### What to produce
Could the data below be copied out in full, word for word?

----- Available data

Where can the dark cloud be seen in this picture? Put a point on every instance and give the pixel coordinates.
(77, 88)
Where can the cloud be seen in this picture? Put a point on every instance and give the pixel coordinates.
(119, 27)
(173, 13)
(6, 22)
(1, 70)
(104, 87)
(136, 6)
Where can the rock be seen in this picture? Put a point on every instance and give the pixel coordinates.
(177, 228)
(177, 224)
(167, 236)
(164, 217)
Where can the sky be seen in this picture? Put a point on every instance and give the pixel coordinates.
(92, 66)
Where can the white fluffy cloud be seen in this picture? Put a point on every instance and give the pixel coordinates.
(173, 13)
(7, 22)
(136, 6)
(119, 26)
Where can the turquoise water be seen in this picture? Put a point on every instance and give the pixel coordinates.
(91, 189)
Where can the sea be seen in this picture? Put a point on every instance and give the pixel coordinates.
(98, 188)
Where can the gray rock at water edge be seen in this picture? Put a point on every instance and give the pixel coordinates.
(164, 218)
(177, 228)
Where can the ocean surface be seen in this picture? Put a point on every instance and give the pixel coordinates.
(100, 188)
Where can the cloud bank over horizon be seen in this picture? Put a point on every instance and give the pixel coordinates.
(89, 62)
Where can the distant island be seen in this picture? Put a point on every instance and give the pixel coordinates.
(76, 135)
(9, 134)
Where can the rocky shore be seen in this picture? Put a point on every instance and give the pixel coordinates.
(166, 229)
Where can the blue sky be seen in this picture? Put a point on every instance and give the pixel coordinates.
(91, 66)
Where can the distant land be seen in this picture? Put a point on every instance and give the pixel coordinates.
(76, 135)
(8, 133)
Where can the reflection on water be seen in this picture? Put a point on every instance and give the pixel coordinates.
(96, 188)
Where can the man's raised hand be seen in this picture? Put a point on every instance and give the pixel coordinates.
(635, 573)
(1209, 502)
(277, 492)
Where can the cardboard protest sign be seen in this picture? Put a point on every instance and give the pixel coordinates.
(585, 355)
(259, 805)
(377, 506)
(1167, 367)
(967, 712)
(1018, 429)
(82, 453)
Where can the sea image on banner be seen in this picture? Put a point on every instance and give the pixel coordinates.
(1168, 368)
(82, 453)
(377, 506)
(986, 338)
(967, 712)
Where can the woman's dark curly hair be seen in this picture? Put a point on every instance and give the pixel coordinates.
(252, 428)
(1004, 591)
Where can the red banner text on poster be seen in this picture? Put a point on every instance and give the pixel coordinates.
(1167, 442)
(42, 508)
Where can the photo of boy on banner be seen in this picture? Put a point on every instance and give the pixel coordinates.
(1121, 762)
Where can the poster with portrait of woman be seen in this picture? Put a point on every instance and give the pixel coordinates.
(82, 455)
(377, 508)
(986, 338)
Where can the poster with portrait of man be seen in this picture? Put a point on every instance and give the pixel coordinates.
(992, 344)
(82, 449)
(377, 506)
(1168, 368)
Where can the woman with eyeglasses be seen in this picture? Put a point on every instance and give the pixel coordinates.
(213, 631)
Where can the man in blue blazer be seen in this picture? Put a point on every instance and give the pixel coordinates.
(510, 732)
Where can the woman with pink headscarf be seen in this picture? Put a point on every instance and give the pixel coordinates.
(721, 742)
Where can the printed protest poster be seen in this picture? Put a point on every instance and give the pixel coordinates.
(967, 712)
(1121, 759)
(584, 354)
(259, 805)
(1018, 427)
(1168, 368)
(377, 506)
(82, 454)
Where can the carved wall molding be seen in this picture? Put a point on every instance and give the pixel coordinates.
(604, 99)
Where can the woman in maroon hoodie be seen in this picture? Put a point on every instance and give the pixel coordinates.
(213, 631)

----------

### Output of the task
Where can the dark cloud be seen in this picture? Put a point on every instance and give the pixel coordinates.
(77, 88)
Where can the cloud be seen in this picture? Put a point on every instance and give the pixel coordinates.
(119, 27)
(173, 13)
(6, 22)
(1, 70)
(104, 87)
(136, 6)
Where can the rock be seen in this picture? Put a point on every instance and give the pixel coordinates.
(177, 228)
(177, 224)
(167, 236)
(164, 217)
Where can the sky be seen in this picture? Put a point on every instance and give the pixel coordinates.
(92, 66)
Where can the white fluffy cloud be seen in this picture? Put a point on every instance and give the pixel coordinates.
(173, 13)
(7, 22)
(136, 6)
(119, 26)
Where can the turquoise water be seen in this picture? Put a point on every instance and give the pixel coordinates.
(91, 189)
Where can the sea be seen in this picture? Put a point on every instance and give the pixel coordinates.
(98, 188)
Where can the gray rock at water edge be seen in this picture? Put a point on every instance and give the pixel coordinates.
(164, 218)
(177, 228)
Where can the ocean surface be seen in this picture? Put a point on every instance and give the pixel coordinates.
(100, 188)
Where can the cloud bank over horizon be seen in this picture? Put a point on every instance and give the pixel coordinates.
(89, 62)
Where can the distant island be seen in this picture? Put a point on every instance and give the pixel coordinates.
(76, 135)
(9, 134)
Where can the rocky shore be seen in this picture? Put a point on every instance and give the pixel coordinates.
(166, 229)
Where can the blue sky be seen in this picture? Put a point on every instance and give the pixel coordinates.
(91, 66)
Where can the distant land be seen in this picture? Put a point on every instance and give the pixel coordinates.
(76, 135)
(8, 133)
Where can the reflection on water be seen in this picture? Put a point on every instance and give the pixel coordinates.
(96, 188)
Where can the man's raised hand be seen in this picture? Put a point on every instance and give the pixel coordinates.
(635, 573)
(1209, 502)
(277, 492)
Where can the cardboard protest sign be seen in this picture? Put a point on every instance and give the pixel coordinates.
(585, 355)
(259, 805)
(377, 506)
(1167, 367)
(967, 712)
(1018, 429)
(82, 453)
Where can the sea image on banner be seen in this picture? Put a point on every instance and give the pixel coordinates.
(1168, 368)
(82, 453)
(377, 506)
(986, 338)
(967, 712)
Where can the woman's dark curly hair be seen in this picture? Put a point on every instance and give the pixel coordinates.
(252, 428)
(1004, 591)
Where can the red banner text on poster be seen in this picture? Put a point on every instance and give the pixel coordinates.
(1167, 442)
(42, 508)
Where can the photo of boy on banner be seen in this picture? Put a point on every instance and give the pixel coordinates.
(1121, 762)
Where can the poster with portrait of woman be seen in this picture? Put a point on every instance and give the pixel coordinates.
(82, 455)
(377, 508)
(986, 338)
Where can the poster with portrait of man be seen in this picture? Put a point on every instance and give the pixel coordinates.
(992, 344)
(82, 449)
(377, 506)
(1168, 368)
Where can the woman with eyeglasses be seen in this picture? Put a point on every instance and give the pixel coordinates.
(213, 631)
Where can the man in blue blazer be seen in this picture? Put a point on every instance and give the pixel coordinates.
(510, 732)
Where can the woman with pink headscarf be seen in this picture? Put a point on every instance and give the pixel coordinates.
(721, 742)
Where can the printed protest poster be seen in this picture? Put a point on every instance and give the pixel coordinates.
(967, 712)
(1121, 759)
(584, 354)
(259, 805)
(1018, 427)
(1168, 368)
(377, 506)
(82, 454)
Where can the carved wall molding be seen in this picture? Put a point on every instance and give the pixel coordinates.
(604, 99)
Where can the woman in maroon hoodie be seen in this picture? Put a point on every instance and give the pixel coordinates.
(213, 631)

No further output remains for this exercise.